■ TEXTE FOURNI:
.....

Les FabLabs et les Hackerspaces ont des liens très forts avec l’Open Source et la philosophie du logiciel libre, dont ils ont étendu la logique à la sphère de la fabrication d’objets physiques. Dans cet article sur Rue89 consacré à la « Fabrique d’Objets Libres », un FabLab situé à Lyon, le lien est fait entre les licences libres comme si c’était quelque chose d’entièrement naturel :
[…] dans tous les ateliers du « FabLab » de Lyon, le travail collectif est imposé. Ici, au phénomène à la mode du « Do It Yourself », on ajoute le « Do It With Others ». Même si cela n’est pas toujours facile à comprendre pour tous les adhérents. Certains avouent être plus des « solitaires ».
Les bénévoles de l’association sont conscients de cette difficulté. Mais ils cherchent à faire évoluer les mentalités. Sur ça et sur le fait que l’association impose le partage des procédés de création d’un objet. Dans un « FabLab », toute production se fait sous licence libre et est diffusée sur le web.
Imposer l’usage des licences libres ?

.....

■ MATÉRIEL FOURNI:

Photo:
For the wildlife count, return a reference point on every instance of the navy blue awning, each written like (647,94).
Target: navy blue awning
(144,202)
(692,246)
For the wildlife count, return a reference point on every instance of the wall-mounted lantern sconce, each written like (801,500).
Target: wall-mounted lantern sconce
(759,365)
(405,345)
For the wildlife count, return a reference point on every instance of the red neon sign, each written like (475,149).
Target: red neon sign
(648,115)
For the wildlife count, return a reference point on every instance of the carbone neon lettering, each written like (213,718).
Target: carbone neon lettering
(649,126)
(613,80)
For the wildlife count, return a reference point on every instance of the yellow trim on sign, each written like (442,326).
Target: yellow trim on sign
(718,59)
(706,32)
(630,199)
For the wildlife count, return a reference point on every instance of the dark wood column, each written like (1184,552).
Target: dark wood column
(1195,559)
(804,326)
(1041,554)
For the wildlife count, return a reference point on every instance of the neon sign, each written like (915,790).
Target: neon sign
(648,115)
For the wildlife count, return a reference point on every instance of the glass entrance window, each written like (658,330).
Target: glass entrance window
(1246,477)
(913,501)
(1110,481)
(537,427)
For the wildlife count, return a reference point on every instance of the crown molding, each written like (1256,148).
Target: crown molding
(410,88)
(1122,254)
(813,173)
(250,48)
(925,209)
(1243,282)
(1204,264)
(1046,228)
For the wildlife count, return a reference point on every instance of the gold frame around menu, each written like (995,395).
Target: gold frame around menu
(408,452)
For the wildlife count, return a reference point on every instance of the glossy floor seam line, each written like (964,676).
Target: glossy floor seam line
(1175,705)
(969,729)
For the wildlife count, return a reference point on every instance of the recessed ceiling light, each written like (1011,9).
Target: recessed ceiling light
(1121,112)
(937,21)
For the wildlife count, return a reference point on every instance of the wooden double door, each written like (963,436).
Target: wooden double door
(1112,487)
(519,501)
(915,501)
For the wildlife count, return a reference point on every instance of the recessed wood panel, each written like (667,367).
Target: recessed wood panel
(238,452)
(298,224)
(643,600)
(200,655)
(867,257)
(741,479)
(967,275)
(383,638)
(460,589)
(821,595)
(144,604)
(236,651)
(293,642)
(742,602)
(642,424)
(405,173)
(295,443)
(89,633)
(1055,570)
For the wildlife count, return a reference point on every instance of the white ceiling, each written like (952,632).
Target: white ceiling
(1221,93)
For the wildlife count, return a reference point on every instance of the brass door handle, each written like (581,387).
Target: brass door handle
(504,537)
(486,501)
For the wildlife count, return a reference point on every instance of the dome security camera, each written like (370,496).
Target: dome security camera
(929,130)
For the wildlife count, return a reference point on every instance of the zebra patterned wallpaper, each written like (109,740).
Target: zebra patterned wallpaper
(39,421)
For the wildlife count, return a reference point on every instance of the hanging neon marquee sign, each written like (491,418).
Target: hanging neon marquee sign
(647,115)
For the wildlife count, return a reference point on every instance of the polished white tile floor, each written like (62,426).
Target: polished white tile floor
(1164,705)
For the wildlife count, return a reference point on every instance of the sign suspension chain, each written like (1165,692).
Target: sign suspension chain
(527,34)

.....

■ CONSIGNE 1: Dans le texte sur les FabLabs, renommez « bénévoles » en « animateurs » et recopiez le passage depuis « Les bénévoles de » jusqu'à « sur le web. » inclus.
■ CONSIGNE 2: Poursuivez le texte sur les FabLabs à la suite de sa dernière phrase.

■ RÉPONSE ATTENDUE 1:
Les animateurs de l’association sont conscients de cette difficulté. Mais ils cherchent à faire évoluer les mentalités. Sur ça et sur le fait que l’association impose le partage des procédés de création d’un objet. Dans un « FabLab », toute production se fait sous licence libre et est diffusée sur le web.

■ RÉPONSE ATTENDUE 2:
La phrase « l’association impose le partage des procédés de création d’un objet » est particulièrement intéressante, car la discussion de la semaine dernière à la Paillasse a montré qu’un FabLab ou un Hackerspace n’a en réalité quasiment aucune possibilité légale d’imposer la mise en partage de la propriété intellectuelle à ses membres. C’est ce qu’a montré notamment Jonathan Keller, l’un des membres de la Paillasse, dans une présentation où il a commencé par rappeler qu’en droit français, les droits de propriété intellectuelle appartiennent en principe aux personnes physiques à l’origine d’une création. Les exceptions à ce principe sont rares : oeuvres dites « collective », statut particulier des journalistes ou des agents publics, bases de données, logiciels ou « inventions de mission » créés par des salariés. Dans ces hypothèses délimitées, qui renvoient à une création en situation de subordination, le titre de propriété, droit d’auteur ou brevet, va pouvoir appartenir à l’employeur d’un salarié.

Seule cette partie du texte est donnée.